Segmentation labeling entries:
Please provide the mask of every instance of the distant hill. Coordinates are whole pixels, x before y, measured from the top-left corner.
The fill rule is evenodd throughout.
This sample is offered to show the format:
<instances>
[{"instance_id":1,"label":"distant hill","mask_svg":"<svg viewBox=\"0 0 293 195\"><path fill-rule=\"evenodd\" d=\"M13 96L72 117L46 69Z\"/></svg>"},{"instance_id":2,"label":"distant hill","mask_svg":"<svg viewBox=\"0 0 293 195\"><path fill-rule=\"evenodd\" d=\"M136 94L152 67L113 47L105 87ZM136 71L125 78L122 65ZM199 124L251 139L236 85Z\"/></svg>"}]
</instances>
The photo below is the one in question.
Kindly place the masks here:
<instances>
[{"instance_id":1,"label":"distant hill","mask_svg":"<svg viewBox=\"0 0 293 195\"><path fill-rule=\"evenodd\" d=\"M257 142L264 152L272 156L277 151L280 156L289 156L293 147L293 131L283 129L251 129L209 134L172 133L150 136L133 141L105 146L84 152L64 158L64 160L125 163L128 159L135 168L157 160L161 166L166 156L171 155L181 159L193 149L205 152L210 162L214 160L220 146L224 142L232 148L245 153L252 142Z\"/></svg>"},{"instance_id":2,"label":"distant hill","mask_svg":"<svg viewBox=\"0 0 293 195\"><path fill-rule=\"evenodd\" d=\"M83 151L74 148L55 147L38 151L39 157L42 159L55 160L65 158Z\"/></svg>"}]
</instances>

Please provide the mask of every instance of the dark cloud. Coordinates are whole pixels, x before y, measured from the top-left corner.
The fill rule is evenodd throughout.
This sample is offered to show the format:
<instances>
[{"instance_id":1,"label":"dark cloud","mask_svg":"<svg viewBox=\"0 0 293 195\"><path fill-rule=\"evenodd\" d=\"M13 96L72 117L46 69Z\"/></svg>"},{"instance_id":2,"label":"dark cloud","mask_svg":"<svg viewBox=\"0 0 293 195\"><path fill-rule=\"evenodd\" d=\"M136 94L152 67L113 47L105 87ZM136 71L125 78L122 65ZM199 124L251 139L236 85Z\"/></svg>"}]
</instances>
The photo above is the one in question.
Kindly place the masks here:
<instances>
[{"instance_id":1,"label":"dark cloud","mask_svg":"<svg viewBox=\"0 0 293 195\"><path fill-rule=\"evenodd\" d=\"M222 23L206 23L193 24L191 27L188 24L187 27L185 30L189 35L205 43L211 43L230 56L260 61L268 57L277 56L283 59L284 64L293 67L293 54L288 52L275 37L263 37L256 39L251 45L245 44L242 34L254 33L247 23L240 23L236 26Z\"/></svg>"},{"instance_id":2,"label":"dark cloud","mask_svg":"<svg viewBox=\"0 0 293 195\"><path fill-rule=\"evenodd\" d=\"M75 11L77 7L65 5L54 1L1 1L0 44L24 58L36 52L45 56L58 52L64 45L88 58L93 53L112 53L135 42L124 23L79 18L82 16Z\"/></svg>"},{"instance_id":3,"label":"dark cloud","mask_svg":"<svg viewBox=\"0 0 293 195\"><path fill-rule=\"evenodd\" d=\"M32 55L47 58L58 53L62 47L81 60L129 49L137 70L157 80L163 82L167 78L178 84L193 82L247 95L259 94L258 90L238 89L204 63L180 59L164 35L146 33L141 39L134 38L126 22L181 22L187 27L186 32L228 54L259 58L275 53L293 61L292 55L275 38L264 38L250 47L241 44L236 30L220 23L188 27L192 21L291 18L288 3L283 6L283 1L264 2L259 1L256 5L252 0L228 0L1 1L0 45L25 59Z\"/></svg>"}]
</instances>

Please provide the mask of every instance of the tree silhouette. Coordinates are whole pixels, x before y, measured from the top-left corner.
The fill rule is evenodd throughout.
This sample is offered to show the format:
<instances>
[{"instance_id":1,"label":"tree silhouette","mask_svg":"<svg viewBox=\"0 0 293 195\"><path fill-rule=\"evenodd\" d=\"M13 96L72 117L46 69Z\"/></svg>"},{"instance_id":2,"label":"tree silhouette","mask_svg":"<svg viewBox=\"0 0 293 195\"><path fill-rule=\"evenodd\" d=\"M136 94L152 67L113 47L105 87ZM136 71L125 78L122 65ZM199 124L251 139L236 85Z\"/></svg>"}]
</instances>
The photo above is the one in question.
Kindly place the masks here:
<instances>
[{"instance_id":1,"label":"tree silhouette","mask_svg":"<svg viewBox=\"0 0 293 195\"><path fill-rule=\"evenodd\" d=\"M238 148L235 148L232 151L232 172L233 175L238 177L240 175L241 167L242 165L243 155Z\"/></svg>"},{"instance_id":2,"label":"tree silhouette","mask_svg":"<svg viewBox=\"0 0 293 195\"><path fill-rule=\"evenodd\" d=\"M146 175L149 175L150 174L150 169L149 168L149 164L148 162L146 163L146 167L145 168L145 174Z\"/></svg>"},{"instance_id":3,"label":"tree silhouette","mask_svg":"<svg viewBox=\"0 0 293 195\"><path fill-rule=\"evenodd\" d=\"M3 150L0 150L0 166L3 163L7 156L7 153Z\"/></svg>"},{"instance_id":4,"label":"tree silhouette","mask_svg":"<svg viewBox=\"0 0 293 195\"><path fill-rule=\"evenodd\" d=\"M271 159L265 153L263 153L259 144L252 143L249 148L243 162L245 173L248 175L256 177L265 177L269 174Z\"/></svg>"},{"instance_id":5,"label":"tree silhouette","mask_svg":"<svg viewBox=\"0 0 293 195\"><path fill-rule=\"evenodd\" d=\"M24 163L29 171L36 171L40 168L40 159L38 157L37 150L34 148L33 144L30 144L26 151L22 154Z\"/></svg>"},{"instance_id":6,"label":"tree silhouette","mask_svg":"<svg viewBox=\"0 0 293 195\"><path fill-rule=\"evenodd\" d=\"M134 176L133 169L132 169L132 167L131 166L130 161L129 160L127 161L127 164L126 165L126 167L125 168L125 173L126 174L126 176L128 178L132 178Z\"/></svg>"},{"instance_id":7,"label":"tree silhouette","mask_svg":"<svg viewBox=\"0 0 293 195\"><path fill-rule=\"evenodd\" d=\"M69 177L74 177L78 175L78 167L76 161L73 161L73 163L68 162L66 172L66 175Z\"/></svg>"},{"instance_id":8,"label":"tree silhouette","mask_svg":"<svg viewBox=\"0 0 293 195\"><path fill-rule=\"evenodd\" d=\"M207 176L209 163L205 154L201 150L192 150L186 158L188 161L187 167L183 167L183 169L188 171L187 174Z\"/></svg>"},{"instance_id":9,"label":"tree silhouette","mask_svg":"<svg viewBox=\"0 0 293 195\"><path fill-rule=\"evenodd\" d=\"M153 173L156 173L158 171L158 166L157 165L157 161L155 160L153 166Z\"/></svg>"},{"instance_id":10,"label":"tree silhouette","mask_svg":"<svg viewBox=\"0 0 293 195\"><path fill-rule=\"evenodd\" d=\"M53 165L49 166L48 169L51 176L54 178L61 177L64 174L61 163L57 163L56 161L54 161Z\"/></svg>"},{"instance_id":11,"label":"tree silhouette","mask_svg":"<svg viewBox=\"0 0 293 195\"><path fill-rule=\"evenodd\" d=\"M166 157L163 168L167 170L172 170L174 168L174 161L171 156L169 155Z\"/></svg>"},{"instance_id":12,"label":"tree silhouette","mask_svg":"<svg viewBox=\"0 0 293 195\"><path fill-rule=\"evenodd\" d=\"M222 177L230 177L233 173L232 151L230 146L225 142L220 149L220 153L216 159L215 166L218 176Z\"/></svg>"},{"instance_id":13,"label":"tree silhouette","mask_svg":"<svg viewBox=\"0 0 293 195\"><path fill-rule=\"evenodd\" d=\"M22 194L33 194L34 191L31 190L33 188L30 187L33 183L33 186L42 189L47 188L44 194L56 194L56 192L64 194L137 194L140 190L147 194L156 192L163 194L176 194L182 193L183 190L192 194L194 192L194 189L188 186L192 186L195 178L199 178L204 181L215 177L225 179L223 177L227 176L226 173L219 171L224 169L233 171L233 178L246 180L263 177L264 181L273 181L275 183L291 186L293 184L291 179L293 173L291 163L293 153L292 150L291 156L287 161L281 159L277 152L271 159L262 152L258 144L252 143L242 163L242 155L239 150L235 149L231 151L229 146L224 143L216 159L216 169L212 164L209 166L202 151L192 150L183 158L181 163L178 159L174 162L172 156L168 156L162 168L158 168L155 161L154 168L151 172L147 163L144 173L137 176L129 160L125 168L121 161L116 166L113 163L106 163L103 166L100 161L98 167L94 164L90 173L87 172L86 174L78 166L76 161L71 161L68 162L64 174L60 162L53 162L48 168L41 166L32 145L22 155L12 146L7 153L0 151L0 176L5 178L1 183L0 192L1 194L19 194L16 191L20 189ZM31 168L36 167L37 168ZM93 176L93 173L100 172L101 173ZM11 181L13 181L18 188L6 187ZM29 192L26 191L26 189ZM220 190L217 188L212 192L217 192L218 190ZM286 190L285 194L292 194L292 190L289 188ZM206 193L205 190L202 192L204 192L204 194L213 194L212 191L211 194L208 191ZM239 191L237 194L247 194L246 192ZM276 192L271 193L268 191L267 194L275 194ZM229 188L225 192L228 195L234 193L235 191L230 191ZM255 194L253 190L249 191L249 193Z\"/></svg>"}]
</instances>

Given problem:
Gather every line of the listing that contains the word "left", and copy each one in full.

Response to this exercise:
Please provide the mask of every instance of the distant hill. Coordinates are whole pixels, x before y, measured from the top-left corner.
Please provide the mask of every instance of the dark cloud. Coordinates are whole pixels, x before y, measured from the top-left corner.
Please provide the mask of every instance of the tree silhouette. Coordinates are whole pixels, x before y, measured from the top-left corner.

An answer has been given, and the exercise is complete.